**DATA LISTING:**
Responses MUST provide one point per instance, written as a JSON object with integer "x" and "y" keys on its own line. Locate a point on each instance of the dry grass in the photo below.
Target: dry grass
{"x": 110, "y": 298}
==
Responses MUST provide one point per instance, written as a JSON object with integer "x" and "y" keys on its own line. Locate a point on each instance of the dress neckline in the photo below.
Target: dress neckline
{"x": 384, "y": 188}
* * *
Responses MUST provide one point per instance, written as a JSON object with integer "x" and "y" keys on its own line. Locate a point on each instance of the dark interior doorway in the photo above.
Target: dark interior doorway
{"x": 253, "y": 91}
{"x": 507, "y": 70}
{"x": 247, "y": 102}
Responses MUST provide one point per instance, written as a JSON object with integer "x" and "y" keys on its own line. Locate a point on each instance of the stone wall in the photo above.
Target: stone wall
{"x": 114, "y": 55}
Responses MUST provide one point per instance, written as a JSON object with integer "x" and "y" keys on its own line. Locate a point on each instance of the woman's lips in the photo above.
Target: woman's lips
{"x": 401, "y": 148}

**PROBLEM REQUIREMENTS:** Show every row above that contains the string "interior", copying each one whole. Matching is case-sensitive.

**OUTPUT FOR THIS EXERCISE:**
Responses MUST provide one point per instance, written as a JSON object with integer "x" and "y" keys on its own line. Locate a point on each instance of the dark interior doorway in the photo above.
Target: dark interior doorway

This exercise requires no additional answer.